───── Fragmento proporcionado ─────

En el inevitable debate social, en que se enfrentan concepciones distintas de la sociedad, los adultos deben darse ejemplo de respeto recíproco, sabiendo reconocer siempre la parte de verdad que hay en el otro.
En un Continente de tantos contrastes, es necesario que las personas, las etnias y los países de cultura, creencia o sistema social diferentes, aprendan a aceptarse mutuamente.
Los educadores y los medios de comunicación social juegan a este respecto un pape l primordial. Desgraciadamente, hemos de constatar que la educación sobre la dignidad de la persona, creada a imagen de Dios, no está ciertamente favorecida por los espectáculos de violencia o depravación difundidos muy a menudo por dichos medios de comunicación social: las jóvenes conciencias en formación son desorientadas y el sentido moral de los adultos queda embotado.

Moralizar la vida pública
11. La vida pública, ciertamente, no puede prescindir de los criterios éticos. La paz se consigue ante todo en el terreno de los valores humanos, vividos y transmitidos por los ciudadanos y los pueblos. Cuando se disgrega el tejido moral de una nación hay que temer cualquier cosa.
La memoria vigilante del pasado debería conseguir que nuestros contemporáneos estuvieran atentos a los abusos si empre posibles en el uso de la libertad, que la generación de esta época ha conquistado a costa de tantos sacrificios. El frágil equilibrio de la paz podría verse comprometido si en las conciencias se despertaran males como el odio racial, el menosprecio de los extranjeros, la segregación de los enfermos o de los ancianos, la exclusión de los pobres, el recurso a la violencia privada y colectiva.
A los ciudadanos les toca saber distinguir entre las proposiciones políticas que se inspiran en la razón y en los valores morales. A los Estados corresponde velar para que se eviten las causas de exasperación o de impaciencia de tal o cual grupo desfavorecido de la sociedad.

Llamamiento a Europa
12. A vosotros, hombres de Estado y responsables de las naciones, os repito una vez más mi profunda convicción de que el respeto de Dios y el respeto del hombre son inseparables. Constituyen el principio absoluto que permitirá a los Estados y a los Bloques políticos superar sus antagonismos.
No podemos olvidar, en particular, a Europa donde ha surgido este terrible conflicto y que, durante seis años, ha vivido una verdadera «pasión» que la ha arruinado y dejado desamparada. Desde 1945 somos testigos y operadores de loables esfuerzos encaminados a su reconstrucción material y espiritual.
Ayer, este Continente exportó la guerra: hoy, le toca ser «artesano de paz». Confío en que el mensaje de humanismo y de liberación, herencia de su historia cristiana, pueda fecundar todavía a sus pueblos y siga resplandeciendo en el mundo.
¡Sí, Europa, todos te miran, conscientes de que siempre tienes algo que decir, después del naufragio de aquellos años de fuego: la verdadera civilización no está en la fuerza, sino que es fruto de la victoria sobre nosotros mismos, sobre las potencias de la injusticia, del egoísmo y del odio, que pueden llegar a desfigurar al hombre!

───── Filas proporcionadas ─────

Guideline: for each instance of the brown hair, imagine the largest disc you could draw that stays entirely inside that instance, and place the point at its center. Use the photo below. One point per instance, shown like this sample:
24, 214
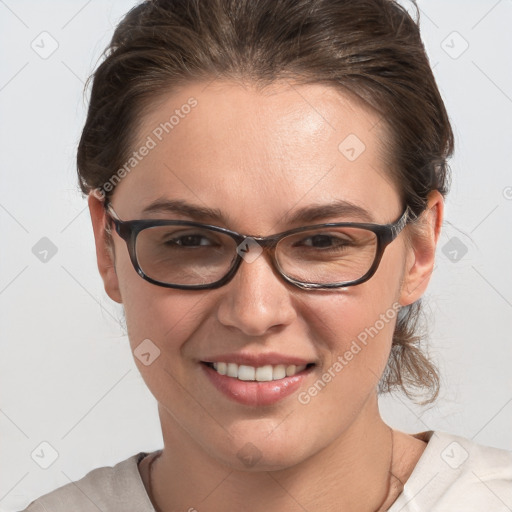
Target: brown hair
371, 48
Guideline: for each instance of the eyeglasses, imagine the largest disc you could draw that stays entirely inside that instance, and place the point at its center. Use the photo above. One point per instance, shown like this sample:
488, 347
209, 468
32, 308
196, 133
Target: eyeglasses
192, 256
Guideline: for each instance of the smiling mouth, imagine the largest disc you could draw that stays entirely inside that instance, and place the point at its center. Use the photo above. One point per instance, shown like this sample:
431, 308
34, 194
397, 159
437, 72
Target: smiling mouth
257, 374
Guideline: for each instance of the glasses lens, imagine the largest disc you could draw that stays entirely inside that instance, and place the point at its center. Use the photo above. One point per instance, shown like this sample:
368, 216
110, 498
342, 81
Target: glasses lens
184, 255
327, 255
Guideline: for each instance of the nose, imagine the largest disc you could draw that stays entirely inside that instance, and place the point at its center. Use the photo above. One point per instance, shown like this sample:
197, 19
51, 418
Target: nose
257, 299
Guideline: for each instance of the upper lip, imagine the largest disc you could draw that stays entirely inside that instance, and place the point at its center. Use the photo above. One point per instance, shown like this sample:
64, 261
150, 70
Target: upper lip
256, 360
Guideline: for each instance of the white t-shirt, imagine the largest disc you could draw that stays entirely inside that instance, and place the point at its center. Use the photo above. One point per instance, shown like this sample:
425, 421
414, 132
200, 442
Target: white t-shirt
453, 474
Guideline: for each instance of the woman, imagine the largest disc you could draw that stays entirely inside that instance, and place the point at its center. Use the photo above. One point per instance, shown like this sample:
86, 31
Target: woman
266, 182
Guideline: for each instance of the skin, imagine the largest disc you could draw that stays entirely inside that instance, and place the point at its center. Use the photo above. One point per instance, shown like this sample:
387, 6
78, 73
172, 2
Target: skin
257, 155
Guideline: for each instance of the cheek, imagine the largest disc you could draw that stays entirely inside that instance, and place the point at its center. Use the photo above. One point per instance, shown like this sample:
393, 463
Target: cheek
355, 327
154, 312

─────
───── Filas proporcionadas ─────

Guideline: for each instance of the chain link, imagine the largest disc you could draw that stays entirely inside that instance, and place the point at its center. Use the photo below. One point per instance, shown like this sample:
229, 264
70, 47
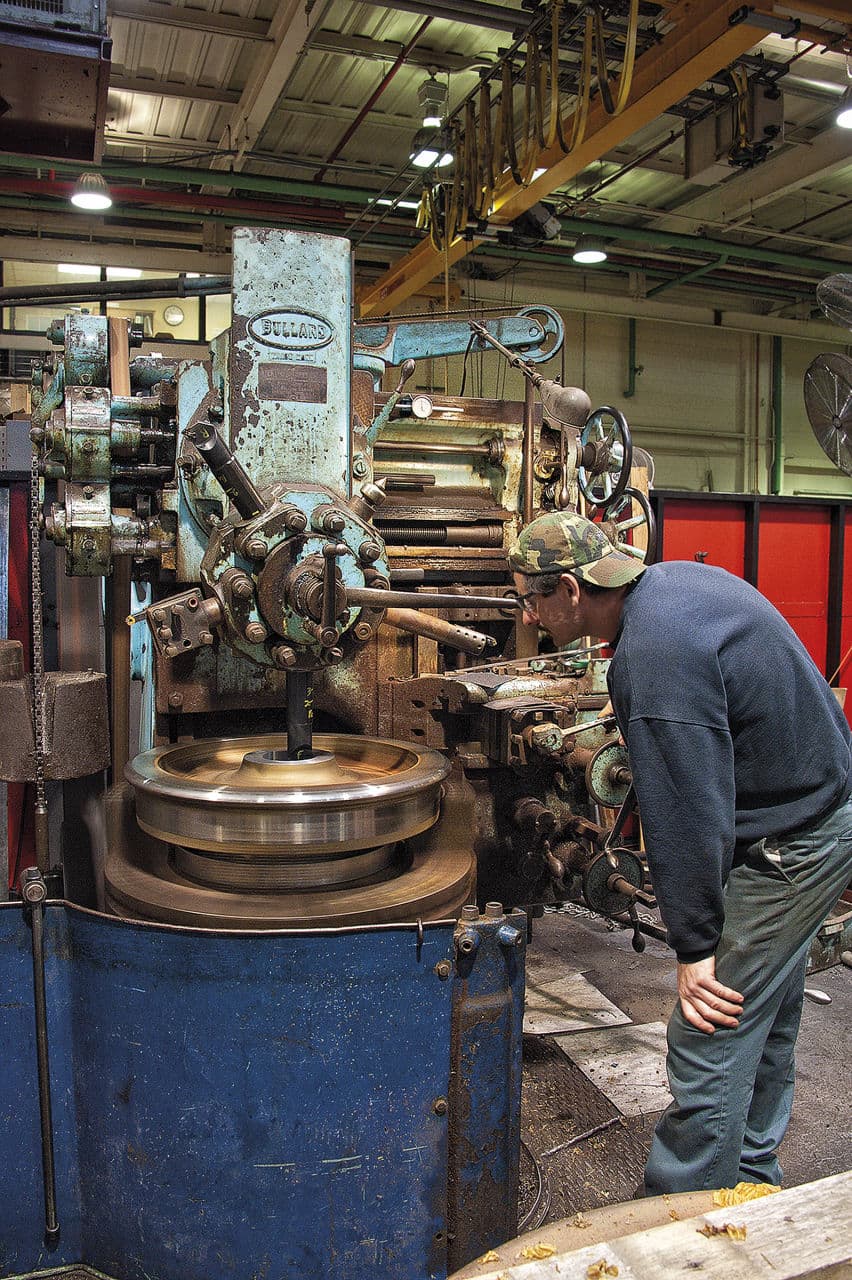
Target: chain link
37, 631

─────

* Enunciado del ejercicio *
Escribe la continuación del fragmento sobre la paz y la moral pública en Europa, empezando justo después de su última frase.

* Respuesta del ejercicio *
Exhortación a los católicos
13. Al concluir, deseo dirigirme muy particularmente a los pastores y a los fieles de la Iglesia católica.
Acabamos de recordar una de las guerras más sangrientas de la historia, nacida en un Continente de tradición cristiana.
Esta constatación debe estimularnos a un examen de conciencia para ver cómo es la evangelización de Europa. El hundimiento de los valores cristianos, que favoreció los errores de ayer, tiene que hacernos estar atentos sobre la manera en que hoy se anuncia y se vive el Evangelio.
Observamos, por desgracia, que en muchos campos de su existencia el hombre moderno piensa, vive y trabaja como si Dios no existiera. Ahí está el mismo peligro que ayer: el hombre dejado en poder del hombre.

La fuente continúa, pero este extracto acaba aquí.